Excerpted passage ::
== Segment start ==
One of the objectives of the Balkan Anti-poison project (BAPP), an integral part of the Mediterranean Anti-poison project funded by the Mava Foundation and coordinated by VCF, is to develop national anti-poison road maps in 5 countries (Greece, Macedonia, Albania, Bosnia & Herzegovina & Croatia).
The process started in earnest this week, when the first national workshop took place in Tirana on the 15th of May, organized by the Albanian Ornithological Society (AOS). The main goal of this meeting was to gather basic knowledge of issues related to vulture and wildlife poisoning in general, and more importantly to ensure governmental engagement and support in tackling this threat through establishment of a National Anti-poison Working Group (NAWG). Some of the most important stakeholders from Albania attended the meeting, including representatives from the Ministry of Tourism and Environment, National Inspectorate of Environment and Forestry, Faculty of Science “University of Tirana”, Regional Administrate of Protected Areas-Gjirokastra, Regional Administrate of Protected Areas-Berati, Regional Administrate of Protected Areas-Vlora, Food Safety and Veterinary Institute and representative from the hunting sector. The Albanian nature conservation NGOs of were also there: Albanian Ornithological Society (AOS) and Protection and Preservation of Nature Environment in Albania (PPNEA), both organizations partners within the BAPP.
After constructive debates, and through thorough gap analysis, several important conclusions were made, which will serve as a solid foundation for future work related to combat the use of poison in Albania. Unclear and somewhat inadequate national legislation, absence of proper protocols, as well as very low awareness of general public and relevant institutions regarding wildlife poisoning are probably the first obstacles that we need to tackle in order to prepare a national road-map or strategy to fight poisoning in Albania. The almost complete lack of data on poisoning incidents, as well as very low capacities for toxicological analysis have also been recognized as priority issues that we will need to address during the implementation of the BAPP in Albania.
== Segment end ==
Work instructions ::
A - Answer these questions from the text on the Tirana anti-poison workshop, one per line:
(i) Which foundation funds the Mediterranean Anti-poison project?
(ii) On what date did the first national workshop take place in Tirana?
(iii) What working group did the meeting aim to establish?
B - List the countries named in the text on the Tirana anti-poison workshop as places for national anti-poison road maps.
C - Pick up the text on the Tirana anti-poison workshop after its final sentence and write what follows.

Data for analysis ::
== Segment start ==
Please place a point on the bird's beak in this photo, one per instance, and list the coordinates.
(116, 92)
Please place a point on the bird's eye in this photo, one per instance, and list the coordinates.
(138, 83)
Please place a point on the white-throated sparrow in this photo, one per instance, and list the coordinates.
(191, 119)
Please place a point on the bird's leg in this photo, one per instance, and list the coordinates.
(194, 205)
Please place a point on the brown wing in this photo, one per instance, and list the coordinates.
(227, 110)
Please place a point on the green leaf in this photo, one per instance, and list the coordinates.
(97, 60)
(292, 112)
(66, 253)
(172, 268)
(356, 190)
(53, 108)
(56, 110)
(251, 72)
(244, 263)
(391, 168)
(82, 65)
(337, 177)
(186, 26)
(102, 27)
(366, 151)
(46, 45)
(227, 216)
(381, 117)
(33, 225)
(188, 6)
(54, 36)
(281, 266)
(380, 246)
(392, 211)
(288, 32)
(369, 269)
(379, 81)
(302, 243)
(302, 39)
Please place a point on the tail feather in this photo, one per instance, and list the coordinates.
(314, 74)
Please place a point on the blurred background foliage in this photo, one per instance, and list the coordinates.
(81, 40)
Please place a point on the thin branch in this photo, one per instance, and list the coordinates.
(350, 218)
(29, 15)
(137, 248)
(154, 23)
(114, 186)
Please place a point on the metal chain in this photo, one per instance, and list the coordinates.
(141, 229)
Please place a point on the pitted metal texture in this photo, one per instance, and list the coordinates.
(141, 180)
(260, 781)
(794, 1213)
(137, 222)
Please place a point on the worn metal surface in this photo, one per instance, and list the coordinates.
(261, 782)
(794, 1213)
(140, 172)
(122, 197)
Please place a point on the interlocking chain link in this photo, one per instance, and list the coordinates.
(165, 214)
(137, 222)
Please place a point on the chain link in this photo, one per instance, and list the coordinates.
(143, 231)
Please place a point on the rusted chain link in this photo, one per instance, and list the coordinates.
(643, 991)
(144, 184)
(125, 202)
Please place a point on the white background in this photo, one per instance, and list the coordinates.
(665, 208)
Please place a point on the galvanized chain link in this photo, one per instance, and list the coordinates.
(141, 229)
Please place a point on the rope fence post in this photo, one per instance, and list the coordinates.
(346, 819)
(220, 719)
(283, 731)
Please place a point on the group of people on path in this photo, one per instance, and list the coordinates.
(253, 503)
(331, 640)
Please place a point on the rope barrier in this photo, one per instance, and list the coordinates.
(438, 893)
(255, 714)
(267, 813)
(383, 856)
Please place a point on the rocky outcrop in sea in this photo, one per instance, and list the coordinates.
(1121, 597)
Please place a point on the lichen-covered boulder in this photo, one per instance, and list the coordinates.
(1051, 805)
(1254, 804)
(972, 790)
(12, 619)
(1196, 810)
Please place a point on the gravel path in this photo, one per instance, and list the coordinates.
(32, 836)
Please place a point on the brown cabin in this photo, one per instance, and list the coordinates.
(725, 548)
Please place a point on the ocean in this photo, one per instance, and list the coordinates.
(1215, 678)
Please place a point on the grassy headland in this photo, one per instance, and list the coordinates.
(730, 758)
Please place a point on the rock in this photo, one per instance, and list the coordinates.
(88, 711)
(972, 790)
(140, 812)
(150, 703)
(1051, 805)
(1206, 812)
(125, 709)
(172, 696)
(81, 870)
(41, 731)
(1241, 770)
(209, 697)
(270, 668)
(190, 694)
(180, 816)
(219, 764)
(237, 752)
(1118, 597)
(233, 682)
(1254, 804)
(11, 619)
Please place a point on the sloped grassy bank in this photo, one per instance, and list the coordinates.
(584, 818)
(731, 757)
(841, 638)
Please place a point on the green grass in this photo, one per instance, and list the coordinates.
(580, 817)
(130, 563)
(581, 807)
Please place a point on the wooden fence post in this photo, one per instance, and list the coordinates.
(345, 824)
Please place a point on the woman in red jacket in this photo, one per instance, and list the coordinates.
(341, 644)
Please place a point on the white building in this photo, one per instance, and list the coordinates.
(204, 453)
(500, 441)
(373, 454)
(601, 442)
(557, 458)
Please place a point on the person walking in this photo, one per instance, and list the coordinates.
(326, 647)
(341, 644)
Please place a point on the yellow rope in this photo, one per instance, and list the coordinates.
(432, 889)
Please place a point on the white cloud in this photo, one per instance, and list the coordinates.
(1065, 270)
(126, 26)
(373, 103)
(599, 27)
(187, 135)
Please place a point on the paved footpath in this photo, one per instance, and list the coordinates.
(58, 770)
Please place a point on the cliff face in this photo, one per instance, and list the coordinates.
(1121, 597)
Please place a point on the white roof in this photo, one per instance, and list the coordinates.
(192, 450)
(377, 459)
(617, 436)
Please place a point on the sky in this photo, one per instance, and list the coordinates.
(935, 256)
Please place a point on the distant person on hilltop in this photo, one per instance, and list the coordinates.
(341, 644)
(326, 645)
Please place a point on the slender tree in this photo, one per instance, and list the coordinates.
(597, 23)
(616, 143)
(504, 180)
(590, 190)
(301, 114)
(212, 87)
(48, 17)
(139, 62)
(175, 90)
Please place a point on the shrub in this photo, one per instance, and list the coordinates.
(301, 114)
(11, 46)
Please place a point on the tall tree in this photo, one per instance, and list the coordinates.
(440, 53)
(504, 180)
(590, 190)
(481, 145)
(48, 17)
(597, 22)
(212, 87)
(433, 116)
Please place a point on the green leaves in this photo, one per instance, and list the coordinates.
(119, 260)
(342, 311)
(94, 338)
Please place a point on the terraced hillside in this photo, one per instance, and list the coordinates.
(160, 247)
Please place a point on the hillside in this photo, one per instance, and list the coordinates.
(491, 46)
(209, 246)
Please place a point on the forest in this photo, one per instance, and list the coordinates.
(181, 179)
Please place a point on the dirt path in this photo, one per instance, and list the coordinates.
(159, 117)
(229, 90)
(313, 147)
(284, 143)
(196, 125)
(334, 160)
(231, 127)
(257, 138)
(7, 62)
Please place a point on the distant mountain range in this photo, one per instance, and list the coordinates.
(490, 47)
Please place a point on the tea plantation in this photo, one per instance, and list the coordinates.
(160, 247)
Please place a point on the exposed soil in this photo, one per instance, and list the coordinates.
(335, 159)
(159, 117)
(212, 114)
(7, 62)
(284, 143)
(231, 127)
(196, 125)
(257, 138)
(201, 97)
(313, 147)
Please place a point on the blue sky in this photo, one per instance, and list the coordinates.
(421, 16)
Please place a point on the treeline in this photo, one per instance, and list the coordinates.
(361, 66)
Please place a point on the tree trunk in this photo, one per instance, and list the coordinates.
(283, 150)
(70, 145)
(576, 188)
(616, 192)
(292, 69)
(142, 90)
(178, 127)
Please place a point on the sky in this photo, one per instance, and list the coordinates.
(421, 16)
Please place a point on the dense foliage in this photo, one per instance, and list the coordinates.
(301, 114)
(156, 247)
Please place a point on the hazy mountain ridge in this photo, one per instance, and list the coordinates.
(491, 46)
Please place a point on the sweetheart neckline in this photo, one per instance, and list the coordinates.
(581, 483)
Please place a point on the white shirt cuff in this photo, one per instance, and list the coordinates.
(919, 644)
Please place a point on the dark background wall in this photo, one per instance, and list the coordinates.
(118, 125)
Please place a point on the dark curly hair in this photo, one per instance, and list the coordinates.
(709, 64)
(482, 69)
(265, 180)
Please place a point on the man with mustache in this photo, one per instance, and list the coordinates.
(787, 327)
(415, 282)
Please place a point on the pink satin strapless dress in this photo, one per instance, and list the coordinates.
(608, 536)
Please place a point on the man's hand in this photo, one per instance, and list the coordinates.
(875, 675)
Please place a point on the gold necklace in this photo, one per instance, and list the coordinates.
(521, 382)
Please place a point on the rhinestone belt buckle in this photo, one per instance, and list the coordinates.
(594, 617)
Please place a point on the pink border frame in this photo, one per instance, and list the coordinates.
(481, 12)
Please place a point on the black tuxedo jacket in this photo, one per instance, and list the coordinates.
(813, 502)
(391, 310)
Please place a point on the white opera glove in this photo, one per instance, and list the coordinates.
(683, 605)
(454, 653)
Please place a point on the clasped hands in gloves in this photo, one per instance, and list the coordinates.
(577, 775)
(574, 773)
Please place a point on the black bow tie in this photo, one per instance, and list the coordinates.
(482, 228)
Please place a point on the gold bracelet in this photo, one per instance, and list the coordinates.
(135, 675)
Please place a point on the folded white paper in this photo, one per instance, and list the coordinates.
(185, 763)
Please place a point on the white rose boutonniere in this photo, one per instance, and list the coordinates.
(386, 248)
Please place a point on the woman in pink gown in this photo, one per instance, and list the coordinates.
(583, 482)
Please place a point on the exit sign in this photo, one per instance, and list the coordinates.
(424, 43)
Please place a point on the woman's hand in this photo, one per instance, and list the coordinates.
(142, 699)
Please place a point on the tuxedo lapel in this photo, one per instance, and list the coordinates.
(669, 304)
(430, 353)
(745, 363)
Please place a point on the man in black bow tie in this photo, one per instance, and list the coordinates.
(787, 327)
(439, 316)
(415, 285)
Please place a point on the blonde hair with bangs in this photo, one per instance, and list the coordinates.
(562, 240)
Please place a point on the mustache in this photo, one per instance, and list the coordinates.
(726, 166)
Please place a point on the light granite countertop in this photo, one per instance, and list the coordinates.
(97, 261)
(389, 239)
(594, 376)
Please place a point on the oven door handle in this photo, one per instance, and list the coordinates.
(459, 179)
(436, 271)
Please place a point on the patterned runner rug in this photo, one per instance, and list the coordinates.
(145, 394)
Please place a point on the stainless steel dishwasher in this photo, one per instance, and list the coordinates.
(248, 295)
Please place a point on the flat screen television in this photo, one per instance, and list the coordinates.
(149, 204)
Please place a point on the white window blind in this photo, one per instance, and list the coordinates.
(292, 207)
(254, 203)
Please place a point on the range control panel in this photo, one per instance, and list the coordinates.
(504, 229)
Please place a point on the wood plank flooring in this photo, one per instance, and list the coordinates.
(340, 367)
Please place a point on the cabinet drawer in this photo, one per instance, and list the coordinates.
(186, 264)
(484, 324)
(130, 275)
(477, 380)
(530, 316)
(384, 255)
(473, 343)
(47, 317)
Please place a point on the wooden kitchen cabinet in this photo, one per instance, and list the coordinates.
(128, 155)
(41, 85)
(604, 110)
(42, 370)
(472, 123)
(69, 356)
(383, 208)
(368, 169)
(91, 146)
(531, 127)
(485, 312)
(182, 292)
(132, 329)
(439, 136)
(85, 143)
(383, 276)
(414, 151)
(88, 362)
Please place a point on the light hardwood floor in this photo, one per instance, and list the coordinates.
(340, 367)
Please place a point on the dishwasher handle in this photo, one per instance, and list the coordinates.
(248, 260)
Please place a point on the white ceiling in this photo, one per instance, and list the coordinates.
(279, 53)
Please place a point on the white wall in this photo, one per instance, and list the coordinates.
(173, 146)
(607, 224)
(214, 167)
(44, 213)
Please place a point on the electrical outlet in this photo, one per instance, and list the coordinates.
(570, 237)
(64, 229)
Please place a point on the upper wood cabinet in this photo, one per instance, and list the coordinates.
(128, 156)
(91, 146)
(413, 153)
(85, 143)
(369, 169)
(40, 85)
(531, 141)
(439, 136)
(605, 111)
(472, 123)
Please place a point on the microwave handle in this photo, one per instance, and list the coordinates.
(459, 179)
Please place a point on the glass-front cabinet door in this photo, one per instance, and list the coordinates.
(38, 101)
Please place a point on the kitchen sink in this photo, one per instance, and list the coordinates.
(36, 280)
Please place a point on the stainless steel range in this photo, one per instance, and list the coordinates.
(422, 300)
== Segment end ==
Task answers ::
A -
(i) The Mava Foundation
(ii) The 15th of May
(iii) A National Anti-poison Working Group (NAWG)

B - Greece, Macedonia, Albania, Bosnia & Herzegovina, Croatia

C -
It is important to note that very positive feedback was given by representatives from governmental sector, who expressed their will and commitment in participating in the future work of the NAWG in drafting the National Anti-poison Road Map. These are the first steps in ensuring a better future for vultures in Albania. During the course of the meeting a new Life project (Urgent Action to Strengthen the Balkan Population of the Egyptian Vulture and Secure Its Flyway LIFE16 NAT/BG/000874), led by our colleagues from BPSB, was also presented, with focus on the activities planned to be implemented in Albania. With joint efforts from both projects, we can say that the future for vultures in Albania looks a bit brighter.
The BAAP project is directly contributing into the implementation of the Vulture MsAP, the global blueprint for old world vulture conservation, approved last year by the Convention for Migratory Species, by implementing anti-poisoning actions in Albania, Bosnia and Herzegovina, Croatia, Greece and Macedonia.